INSTRUCTIONS -
a) From the Ed Polcer biography, list the younger musicians whose talents he showcased at Condon's.
b) Continue the Ed Polcer biography after its final sentence.

- Born: Ed Colcer February 10, 1937 (age 88) Paterson, New Jersey, U.S.
- Genres: Jazz
- Occupations: Cornetist; bandleader; festival director; club owner;
- Instrument: Cornet;
- Years active: 1950s–present

= Ed Polcer =

American jazz musician

Ed Polcer (born February 10, 1937, in Paterson, New Jersey, United States) is an American jazz cornetist, bandleader, festival director, club owner, and mentor of young musicians. He has been described as a "melodic mellow-toned cornetist with an unforced delivery".

==Life and career==
Polcer started leading jazz bands while attending Princeton University. While at Princeton studying engineering, he was headed toward a promising career as a professional baseball player. During that time, he was asked to play at the wedding of Princess Grace and Prince Rainier in Monaco, as well as a concert in Carnegie Hall. He chose music over baseball.

When cornetist Bobby Hackett recommended him to Benny Goodman, he abandoned his engineering and purchasing day jobs and joined Goodman's small band. Other musicians in that band included John Bunch, Bucky Pizzarelli, Slam Stewart, Al Klink, Zoot Sims, George Masso, and Peter Appleyard.

While in his 20s and 30s, Polcer played with Teddy Wilson, Bobby Hackett, Kenny Davern, Dick Wellstood, Gene Ramey, Sonny Greer, Joe Muranyi, Herbie Nichols and Joe Venuti.

With his wife, singer and actress Judy Kurtz, Polcer managed and co-owned (with Red Balaban) Eddie Condon's Jazz Club in New York City from 1977 until 1985. Sharing the bandstand with him at the club were such musicians as Vic Dickenson, Herb Hall, and Connie Kay. He was instrumental in giving several younger musicians, such as Scott Hamilton, Warren Vache, Dan Barrett, and Mark Shane a showcase of their talents at Condon's. After the wrecking ball demolished the club, he toured the country with his shows A Night at Eddie Condon's, The Magic of Swing Street, and When Broadway Meets Swing Street. He served as musical director of several jazz festivals, including the North Carolina Jazz Festival, Colorado Springs Jazz Party, and San Diego Jazz Party.

RECORDS -

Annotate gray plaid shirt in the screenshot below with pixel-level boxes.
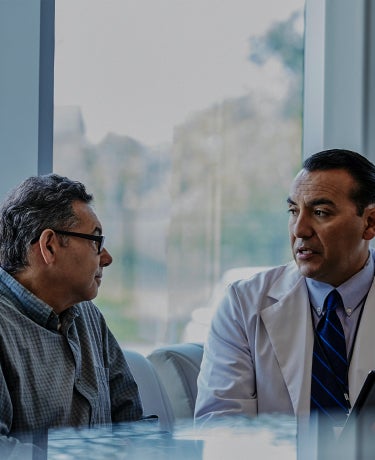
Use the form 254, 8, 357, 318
0, 268, 142, 448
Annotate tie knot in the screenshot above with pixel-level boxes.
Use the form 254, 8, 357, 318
325, 289, 342, 312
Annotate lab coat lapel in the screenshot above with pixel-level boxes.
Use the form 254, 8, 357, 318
261, 277, 314, 414
349, 282, 375, 406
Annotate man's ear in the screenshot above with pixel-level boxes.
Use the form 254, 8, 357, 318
363, 204, 375, 240
39, 228, 59, 264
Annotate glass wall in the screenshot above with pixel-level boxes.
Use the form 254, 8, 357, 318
54, 0, 304, 351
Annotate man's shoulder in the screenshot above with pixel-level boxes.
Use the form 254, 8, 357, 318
232, 261, 302, 291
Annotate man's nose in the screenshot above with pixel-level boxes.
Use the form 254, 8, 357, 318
100, 248, 113, 267
292, 212, 314, 238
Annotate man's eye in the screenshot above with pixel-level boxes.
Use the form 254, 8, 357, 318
314, 209, 328, 217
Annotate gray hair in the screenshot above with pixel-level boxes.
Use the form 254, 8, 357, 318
0, 174, 93, 274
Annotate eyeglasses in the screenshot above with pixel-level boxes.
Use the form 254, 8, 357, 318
31, 229, 105, 254
54, 230, 105, 254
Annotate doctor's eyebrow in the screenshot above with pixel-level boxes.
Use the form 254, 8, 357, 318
286, 197, 336, 208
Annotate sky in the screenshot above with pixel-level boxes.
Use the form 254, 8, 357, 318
55, 0, 304, 145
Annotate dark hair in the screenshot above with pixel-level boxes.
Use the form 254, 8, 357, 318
0, 174, 93, 274
303, 149, 375, 216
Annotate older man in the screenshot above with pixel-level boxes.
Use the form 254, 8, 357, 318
0, 174, 142, 456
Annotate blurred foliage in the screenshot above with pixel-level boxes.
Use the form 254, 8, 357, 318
54, 7, 303, 343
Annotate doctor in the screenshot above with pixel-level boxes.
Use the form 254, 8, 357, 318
195, 149, 375, 422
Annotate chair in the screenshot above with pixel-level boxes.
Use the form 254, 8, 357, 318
124, 350, 174, 431
147, 343, 203, 420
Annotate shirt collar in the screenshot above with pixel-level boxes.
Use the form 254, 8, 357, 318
306, 252, 374, 316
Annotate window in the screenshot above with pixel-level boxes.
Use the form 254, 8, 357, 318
54, 0, 304, 349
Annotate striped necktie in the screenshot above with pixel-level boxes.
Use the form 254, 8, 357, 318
311, 290, 349, 425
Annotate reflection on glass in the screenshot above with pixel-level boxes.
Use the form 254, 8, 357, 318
54, 0, 304, 347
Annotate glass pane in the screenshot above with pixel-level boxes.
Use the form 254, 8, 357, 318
54, 0, 304, 349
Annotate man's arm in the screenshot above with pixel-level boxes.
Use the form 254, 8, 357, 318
108, 330, 143, 423
195, 286, 257, 423
0, 366, 46, 460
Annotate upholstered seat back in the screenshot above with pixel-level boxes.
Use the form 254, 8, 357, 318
147, 343, 203, 420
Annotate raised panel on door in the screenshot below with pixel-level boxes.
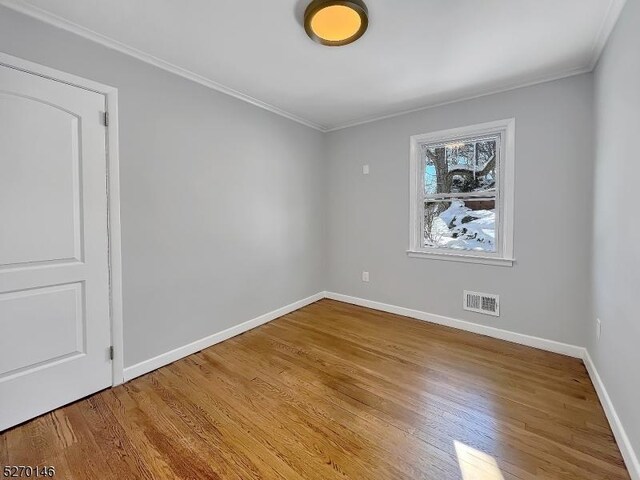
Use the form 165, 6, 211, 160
0, 61, 112, 430
0, 93, 82, 268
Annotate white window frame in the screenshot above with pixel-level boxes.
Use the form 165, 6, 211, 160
407, 118, 516, 266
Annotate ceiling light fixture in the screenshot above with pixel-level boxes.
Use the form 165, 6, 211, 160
304, 0, 369, 47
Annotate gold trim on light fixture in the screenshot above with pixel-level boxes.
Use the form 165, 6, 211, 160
304, 0, 369, 47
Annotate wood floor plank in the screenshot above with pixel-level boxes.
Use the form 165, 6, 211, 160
0, 299, 629, 480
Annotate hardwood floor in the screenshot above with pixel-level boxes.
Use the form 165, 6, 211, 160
0, 300, 629, 480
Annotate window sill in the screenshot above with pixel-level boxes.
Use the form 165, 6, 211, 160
407, 250, 515, 267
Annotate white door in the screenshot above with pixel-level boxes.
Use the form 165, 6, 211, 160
0, 65, 112, 431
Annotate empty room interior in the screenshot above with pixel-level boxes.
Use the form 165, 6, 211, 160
0, 0, 640, 480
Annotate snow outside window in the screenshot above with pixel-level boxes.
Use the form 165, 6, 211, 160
409, 120, 515, 265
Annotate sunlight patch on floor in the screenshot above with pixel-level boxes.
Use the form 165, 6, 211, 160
454, 440, 504, 480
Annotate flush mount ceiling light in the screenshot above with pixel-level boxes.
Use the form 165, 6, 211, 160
304, 0, 369, 47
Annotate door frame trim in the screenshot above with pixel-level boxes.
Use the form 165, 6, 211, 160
0, 52, 124, 386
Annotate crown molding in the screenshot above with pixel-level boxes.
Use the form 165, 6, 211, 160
324, 63, 593, 133
0, 0, 326, 132
0, 0, 626, 133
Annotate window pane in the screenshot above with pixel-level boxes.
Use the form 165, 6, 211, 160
423, 198, 496, 252
422, 136, 499, 196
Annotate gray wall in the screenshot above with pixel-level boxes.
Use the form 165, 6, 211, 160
327, 74, 593, 345
0, 7, 326, 366
588, 0, 640, 454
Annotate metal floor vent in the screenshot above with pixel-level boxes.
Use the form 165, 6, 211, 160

ANSWERS FOR EACH ITEM -
a) Scott Hamilton, Warren Vache, Dan Barrett, Mark Shane

b)
In the 1980s, he served as president of the Long Island, New York-based non-profit International Art of Jazz, which promoted community and corporate involvement in jazz, presented jazz programs, produced the Islip Jazz Festival and implemented a state-wide jazz arts-in-education program. He played for five U.S. Presidents, including the Congressional Ball at the White House for President Clinton in 1994, and played in Thailand with the King of Thailand, a jazz clarinetist and enthusiast.

==Personal life==
Polcer's father and uncle were part-time musicians. His first instrument was the xylophone, which he played in local church shows and talent contests starting at the age of five, with his younger sister Betty. He was encouraged to learn a second instrument, the trumpet, at the age of nine. His first marriage to Barbara Fimbel ended in divorce. He and Barbara had one daughter, Karen, and they adopted a Vietnamese war orphan, James. In 1976, he married Judy Kurtz, and they have two sons, Sam, born 1977, and Ben, born 1978.

==Awards and honors==
- 2002 New Jersey Jazz Society lifetime achievement award
- 2009 San Diego Jazz Party, Jazz Legend
- 2012 Atlanta Jazz Preservation Society, "For unyielding commitment to the preservation of our beloved American art form of jazz"

==Discography==
===As leader===
- 1982 In the Condon Tradition (Jazzology)
- 1993 The Magic of Swing Street (Blewz Manor)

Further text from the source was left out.